What to do:
Would you retype the records below exactly as they appear?

Referring expression grounding data:

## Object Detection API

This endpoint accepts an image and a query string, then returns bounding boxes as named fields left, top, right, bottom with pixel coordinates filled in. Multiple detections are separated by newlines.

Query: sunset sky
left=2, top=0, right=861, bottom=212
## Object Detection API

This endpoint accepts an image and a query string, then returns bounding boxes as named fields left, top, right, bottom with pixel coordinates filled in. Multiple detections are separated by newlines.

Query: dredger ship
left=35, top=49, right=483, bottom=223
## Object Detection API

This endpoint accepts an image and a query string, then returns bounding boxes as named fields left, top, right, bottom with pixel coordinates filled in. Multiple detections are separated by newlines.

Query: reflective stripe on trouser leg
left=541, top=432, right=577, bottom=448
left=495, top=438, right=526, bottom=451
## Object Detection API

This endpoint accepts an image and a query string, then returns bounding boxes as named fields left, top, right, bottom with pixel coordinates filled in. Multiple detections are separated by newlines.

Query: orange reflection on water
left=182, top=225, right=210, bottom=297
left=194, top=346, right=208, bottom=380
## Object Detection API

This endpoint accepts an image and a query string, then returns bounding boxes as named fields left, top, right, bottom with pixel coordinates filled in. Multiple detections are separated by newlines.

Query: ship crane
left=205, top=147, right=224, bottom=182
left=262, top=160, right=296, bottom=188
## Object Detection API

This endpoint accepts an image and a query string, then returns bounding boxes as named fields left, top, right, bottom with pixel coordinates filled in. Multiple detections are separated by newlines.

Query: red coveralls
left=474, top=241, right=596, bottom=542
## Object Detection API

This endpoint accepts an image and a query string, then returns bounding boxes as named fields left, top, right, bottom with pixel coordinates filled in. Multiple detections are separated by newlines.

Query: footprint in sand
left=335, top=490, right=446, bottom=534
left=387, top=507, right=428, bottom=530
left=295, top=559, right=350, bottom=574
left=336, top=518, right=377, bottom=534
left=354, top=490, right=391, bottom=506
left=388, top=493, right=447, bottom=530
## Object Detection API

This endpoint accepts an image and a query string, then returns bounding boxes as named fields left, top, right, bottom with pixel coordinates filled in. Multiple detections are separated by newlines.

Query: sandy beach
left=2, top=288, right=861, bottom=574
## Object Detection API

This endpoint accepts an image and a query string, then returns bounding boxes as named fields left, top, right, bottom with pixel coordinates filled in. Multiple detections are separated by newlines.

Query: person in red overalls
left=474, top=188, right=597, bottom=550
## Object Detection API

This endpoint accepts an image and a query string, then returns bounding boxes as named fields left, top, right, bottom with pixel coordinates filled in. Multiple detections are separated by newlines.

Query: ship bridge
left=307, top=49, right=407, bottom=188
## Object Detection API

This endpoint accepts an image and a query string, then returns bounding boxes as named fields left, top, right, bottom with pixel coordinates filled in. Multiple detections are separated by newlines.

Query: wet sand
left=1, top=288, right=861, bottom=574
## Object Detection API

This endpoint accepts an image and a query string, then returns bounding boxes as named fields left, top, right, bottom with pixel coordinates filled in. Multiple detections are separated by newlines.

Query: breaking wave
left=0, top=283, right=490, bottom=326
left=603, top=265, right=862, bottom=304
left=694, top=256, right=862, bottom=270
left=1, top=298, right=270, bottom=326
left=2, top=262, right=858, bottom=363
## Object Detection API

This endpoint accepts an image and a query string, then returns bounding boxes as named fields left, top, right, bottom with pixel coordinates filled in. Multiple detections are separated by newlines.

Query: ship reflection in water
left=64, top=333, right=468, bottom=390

Expected answer:
## Object Detection API

This endpoint accepts an image and a query string, then returns bounding boxes as named fields left, top, right, bottom with pixel coordinates filled in. Multiple detections are separated by newlines.

Query: sunset sky
left=2, top=0, right=861, bottom=212
## Object Detection API

This endpoint accepts an image and a query string, then returns bounding boxes as named fields left, top, right, bottom with pixel coordinates filled in. Multiple detections are separated by newlines.

Query: dredger ship
left=35, top=49, right=483, bottom=223
## Object Detection API

This endpoint accepts an image and a query string, then returns bounding boxes as named fields left, top, right, bottom with pixel coordinates filled in. Multiple detections are separated by newlines.

Query: reflective stripe on trouser leg
left=541, top=432, right=577, bottom=448
left=495, top=438, right=526, bottom=451
## Object Detection API

This endpoint accepts an image and a query string, then returns bounding boxes as named fields left, top, right, bottom with pixel coordinates filled in. Multiple detections are separated by newlines.

Query: orange reflection on water
left=182, top=225, right=210, bottom=297
left=194, top=346, right=208, bottom=380
## Object Detection API

This endpoint accepts an image and a query string, then returns bounding boxes as named fields left, top, right, bottom with pixel coordinates filled in. Multiple detections are separated by newlines.

Query: ship crane
left=205, top=147, right=224, bottom=182
left=262, top=160, right=296, bottom=188
## Object Detection API

This endpoint accepts an image and a query string, then returns bounding boxes as named fields left, top, right, bottom with pixel coordinates filled in. Multiple detections are separated by newlines.

Query: red coveralls
left=474, top=241, right=596, bottom=542
## Object Detection API

This endpoint accepts an image and a query string, then returns bounding boxes as named fields left, top, right, bottom with pixel coordinates filled in. Multiple detections are separated by newlines.

Query: footprint in sand
left=335, top=490, right=446, bottom=534
left=387, top=507, right=428, bottom=530
left=295, top=559, right=350, bottom=574
left=336, top=518, right=377, bottom=534
left=354, top=490, right=391, bottom=506
left=388, top=493, right=447, bottom=530
## Object Detection API

This endpoint accepts an image and a query string, then returns bounding boxes as named fields left, top, right, bottom with pixel coordinates filled in. Multiple detections are separated by newlines.

Query: sandy beach
left=2, top=288, right=861, bottom=574
## Object Detection API

This endpoint accepts an image and a query string, then returns bounding boxes as named fields left, top, right, bottom with pixel coordinates filled in. Multiple detections are separated by newlines.

Query: person in red overalls
left=474, top=188, right=597, bottom=550
## Object Detection API

This endpoint accepts an image and a query string, then returns bounding boxes as named fields left, top, right, bottom with pixel coordinates filled in. Multiple detections are separated by newlines.

Query: ship bridge
left=307, top=49, right=407, bottom=188
## Object Detection API

This endpoint accepts an image and a query string, then returns bounding boxes as named fields left, top, right, bottom with pixel coordinates filled in. Multiple detections are separated by newlines.

Query: wet sand
left=1, top=288, right=861, bottom=574
## Object Detection API

This endpoint accepts an image and a query string, then returns bounding boxes as named fields left, top, right, bottom with pixel coordinates filled in. Multiple detections are separated by newlines.

Query: breaking wave
left=0, top=283, right=490, bottom=326
left=603, top=265, right=862, bottom=304
left=694, top=256, right=862, bottom=270
left=1, top=298, right=270, bottom=326
left=2, top=262, right=858, bottom=363
## Object Detection API

This endpoint accepts an image and a query string, then returns bounding boxes as named fields left, top, right, bottom with pixel coordinates filled in. Multiple detections are separated by newlines.

Query: ship reflection in water
left=64, top=333, right=468, bottom=390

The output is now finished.